#### Page text:
---*---

Submitted by David Stockman via Contra Corner blog,

Call it the rigor mortis of the robo-machines. About 430 days ago the S&P 500 crossed the 1973 mark for the first time - the same point where it settled today.

In between there has been endless reflexive thrashing in the trading range highlighted below. As is evident, the stock averages have not “climbed” the proverbial wall of worry; they have jerked and twitched to a series of short-lived new highs, which have now been abandoned.

Surely most thinking investors have left the casino by now. So what remains is chart driven trading programs, racing madly up, then down, then back up again - rinsing and repeating with ever more furious intensity.

^SPX data by YCharts

Accordingly, it goes without saying that the central bank driven casinos which now pass for financial markets are no place for savers, investors, rational speculators or any other known type of carbon unit. More than 80 months of ZIRP and nearly two decades of central bank financial repression have destroyed free market price discovery and eviscerated all of the normal mechanisms of stability and discipline that govern functioning markets.

Long ago short sellers were destroyed by the Greenspan/Bernanke/Yellen “put” and the endless cycle of buy-on-the-dip upswings that took the market averages to ever more lunatic levels. At the same time, speculators came to realize that their free money carry trades were not at risk because the Keynesian statists who have usurped control of the central banks promised to give them months and months of warning before tampering with their guaranteed cost of carry by even so much as 25 basis points.

Needless to say, this kind of “forward guidance” is endlessly praised by the talking heads of bubble vision as some kind of enlightened form of central bank honesty and transparency. No surprises and all that.

Please! Transparency in manipulating and pegging the price of money is not constructive monetary statesmanship; it is a front runner’s dream and as anti-market as it gets.

For crying out loud, if you tell speculators that their overnight carry cost is pinned to the second decimal place for months into the future, they will bid anything in sight that has a yield or appreciation potential, fund it in the money market directly or indirectly, and roll the carry night after night.

At length, the upward momentum becomes so regular that the machines take over. What you have at that point is not a stock market; it is a chart plot fashioned by algos.

One of the most pernicious forms of this machine takeover is the ETF plague. Even the most inveterate human speculator of this generation, Carl Icahn, got that right when he properly denounced ETFs as a disaster waiting to happen. His CNBC interviewer almost lost his lunch when Icahn said so.

The truth is, ETF’s are not a natural product on the free market—notwithstanding all of the phony drumbeating about capitalist efficiency and innovation spewed out by their sponsors. If there were a natural investment propensity to invest in industries and sectors, as opposed to specific companies with discoverable profit prospects and appropriate discount rates, they would have been invented long before the mid-1990s when ETFs first appeared.

---*---

#### Set problem 1:
Write out the part of the market commentary from "One of the most" to "ETFs first appeared.", word for word.
#### Set problem 2:
According to the market commentary, when did ETFs first appear?
#### Set problem 3:
Name every person whose name the market commentary attaches to the "put".
The entries have nothing to do with this.

#### Dataset records:
---*---

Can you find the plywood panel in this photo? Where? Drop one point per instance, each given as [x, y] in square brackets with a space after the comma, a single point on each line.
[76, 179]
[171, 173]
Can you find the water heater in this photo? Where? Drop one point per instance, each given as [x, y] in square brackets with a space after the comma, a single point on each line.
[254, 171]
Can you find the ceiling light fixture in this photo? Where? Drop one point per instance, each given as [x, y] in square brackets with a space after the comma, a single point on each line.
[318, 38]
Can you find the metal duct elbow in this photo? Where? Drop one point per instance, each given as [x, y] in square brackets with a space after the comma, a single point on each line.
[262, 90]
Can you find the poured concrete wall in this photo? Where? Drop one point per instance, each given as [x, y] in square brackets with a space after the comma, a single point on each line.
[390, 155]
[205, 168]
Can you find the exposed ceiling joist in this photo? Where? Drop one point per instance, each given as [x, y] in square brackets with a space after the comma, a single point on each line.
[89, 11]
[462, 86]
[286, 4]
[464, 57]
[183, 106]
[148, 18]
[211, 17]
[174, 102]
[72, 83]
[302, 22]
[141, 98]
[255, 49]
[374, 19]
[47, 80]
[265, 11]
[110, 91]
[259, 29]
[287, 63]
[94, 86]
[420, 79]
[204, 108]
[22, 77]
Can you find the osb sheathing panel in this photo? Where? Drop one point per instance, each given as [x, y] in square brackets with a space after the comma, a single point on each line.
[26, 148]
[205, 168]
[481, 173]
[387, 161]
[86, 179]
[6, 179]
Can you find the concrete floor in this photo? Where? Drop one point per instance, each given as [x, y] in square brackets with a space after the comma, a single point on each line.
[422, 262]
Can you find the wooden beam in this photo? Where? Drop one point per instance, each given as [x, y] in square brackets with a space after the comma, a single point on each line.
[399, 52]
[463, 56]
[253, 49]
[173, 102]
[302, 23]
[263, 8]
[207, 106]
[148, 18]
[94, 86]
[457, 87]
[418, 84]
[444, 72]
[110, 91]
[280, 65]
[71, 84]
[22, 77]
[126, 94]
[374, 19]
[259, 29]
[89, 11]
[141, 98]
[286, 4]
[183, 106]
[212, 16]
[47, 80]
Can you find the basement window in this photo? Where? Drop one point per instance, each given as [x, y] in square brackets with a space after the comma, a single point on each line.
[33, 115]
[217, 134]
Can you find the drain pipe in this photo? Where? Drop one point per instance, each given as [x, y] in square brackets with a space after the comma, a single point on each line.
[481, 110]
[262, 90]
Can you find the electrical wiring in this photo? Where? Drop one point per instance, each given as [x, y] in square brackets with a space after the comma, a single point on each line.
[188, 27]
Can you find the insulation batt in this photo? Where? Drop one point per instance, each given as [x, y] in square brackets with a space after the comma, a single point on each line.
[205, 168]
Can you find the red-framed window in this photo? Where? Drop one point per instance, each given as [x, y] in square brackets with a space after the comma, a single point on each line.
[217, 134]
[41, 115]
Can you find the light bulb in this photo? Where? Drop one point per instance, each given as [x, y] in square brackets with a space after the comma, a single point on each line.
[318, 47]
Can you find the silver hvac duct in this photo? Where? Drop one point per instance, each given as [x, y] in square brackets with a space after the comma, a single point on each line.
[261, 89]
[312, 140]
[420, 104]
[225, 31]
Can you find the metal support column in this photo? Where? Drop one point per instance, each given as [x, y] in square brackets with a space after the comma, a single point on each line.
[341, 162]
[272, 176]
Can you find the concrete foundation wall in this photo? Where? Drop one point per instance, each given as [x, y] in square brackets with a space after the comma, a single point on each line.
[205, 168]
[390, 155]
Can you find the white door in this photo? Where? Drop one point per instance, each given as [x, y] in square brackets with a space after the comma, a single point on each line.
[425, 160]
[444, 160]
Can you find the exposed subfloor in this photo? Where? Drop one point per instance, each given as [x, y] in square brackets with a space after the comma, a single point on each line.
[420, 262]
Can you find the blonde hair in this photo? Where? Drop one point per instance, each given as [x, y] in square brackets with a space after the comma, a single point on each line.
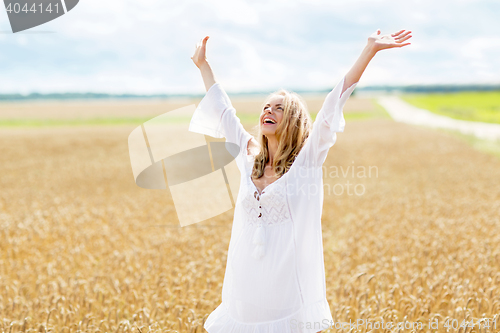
[291, 133]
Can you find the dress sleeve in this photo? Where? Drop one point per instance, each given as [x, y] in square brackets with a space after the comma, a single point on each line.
[216, 117]
[329, 121]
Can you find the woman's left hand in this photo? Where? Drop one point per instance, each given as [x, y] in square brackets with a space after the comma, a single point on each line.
[379, 42]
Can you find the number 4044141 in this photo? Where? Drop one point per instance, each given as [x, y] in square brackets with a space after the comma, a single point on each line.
[16, 8]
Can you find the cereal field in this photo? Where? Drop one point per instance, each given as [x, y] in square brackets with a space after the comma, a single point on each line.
[83, 249]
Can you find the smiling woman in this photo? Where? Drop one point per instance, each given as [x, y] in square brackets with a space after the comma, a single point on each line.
[275, 277]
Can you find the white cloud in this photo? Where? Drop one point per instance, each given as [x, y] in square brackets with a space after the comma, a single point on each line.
[134, 46]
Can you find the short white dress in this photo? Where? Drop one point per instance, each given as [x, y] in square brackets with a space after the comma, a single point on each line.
[275, 278]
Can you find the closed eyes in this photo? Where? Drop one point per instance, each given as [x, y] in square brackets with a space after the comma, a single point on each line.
[279, 108]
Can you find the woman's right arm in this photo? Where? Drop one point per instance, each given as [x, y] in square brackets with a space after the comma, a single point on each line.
[200, 60]
[215, 116]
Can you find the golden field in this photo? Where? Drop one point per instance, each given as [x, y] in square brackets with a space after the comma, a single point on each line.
[83, 248]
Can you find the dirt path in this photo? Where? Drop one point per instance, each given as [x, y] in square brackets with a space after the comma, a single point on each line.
[421, 241]
[404, 112]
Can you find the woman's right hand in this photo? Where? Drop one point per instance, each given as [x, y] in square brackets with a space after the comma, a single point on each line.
[199, 57]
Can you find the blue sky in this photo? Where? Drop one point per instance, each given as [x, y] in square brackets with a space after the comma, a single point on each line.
[125, 46]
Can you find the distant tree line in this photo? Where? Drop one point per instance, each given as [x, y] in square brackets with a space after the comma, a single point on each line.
[403, 89]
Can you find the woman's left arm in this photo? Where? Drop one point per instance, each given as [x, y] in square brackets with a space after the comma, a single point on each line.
[376, 42]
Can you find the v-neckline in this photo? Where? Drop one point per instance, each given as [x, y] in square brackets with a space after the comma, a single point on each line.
[255, 186]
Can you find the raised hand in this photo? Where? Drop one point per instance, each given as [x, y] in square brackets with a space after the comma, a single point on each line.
[379, 42]
[199, 58]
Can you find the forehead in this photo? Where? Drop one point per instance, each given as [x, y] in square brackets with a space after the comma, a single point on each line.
[276, 99]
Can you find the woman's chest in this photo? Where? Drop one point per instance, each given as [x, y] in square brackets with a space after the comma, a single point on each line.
[269, 207]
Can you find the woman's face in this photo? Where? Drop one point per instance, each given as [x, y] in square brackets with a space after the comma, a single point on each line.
[272, 110]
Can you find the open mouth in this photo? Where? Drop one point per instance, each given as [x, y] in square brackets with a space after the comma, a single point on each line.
[269, 121]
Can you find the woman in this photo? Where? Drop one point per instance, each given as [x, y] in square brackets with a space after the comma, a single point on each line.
[274, 279]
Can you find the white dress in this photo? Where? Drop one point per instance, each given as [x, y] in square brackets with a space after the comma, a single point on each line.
[275, 279]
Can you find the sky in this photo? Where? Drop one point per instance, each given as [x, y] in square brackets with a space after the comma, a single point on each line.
[145, 46]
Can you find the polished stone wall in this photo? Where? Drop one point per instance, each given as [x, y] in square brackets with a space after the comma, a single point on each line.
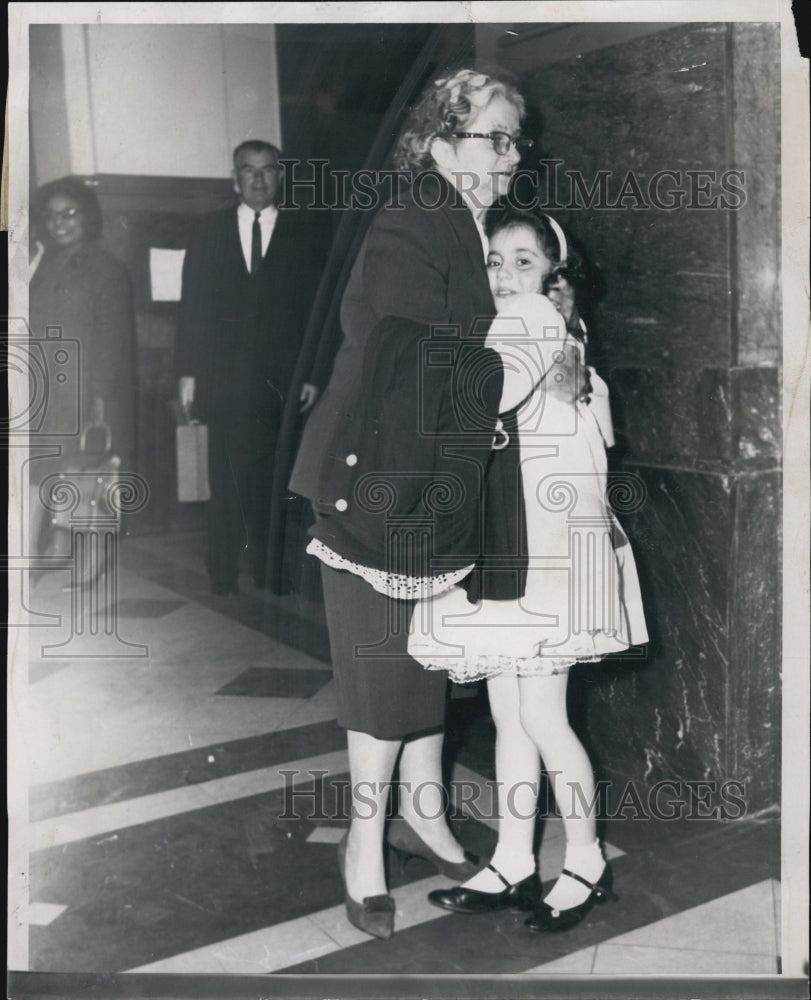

---*---

#### Output 1:
One of the most pernicious forms of this machine takeover is the ETF plague. Even the most inveterate human speculator of this generation, Carl Icahn, got that right when he properly denounced ETFs as a disaster waiting to happen. His CNBC interviewer almost lost his lunch when Icahn said so.

The truth is, ETF’s are not a natural product on the free market—notwithstanding all of the phony drumbeating about capitalist efficiency and innovation spewed out by their sponsors. If there were a natural investment propensity to invest in industries and sectors, as opposed to specific companies with discoverable profit prospects and appropriate discount rates, they would have been invented long before the mid-1990s when ETFs first appeared.

#### Output 2:
In the mid-1990s.

#### Output 3:
Greenspan, Bernanke, Yellen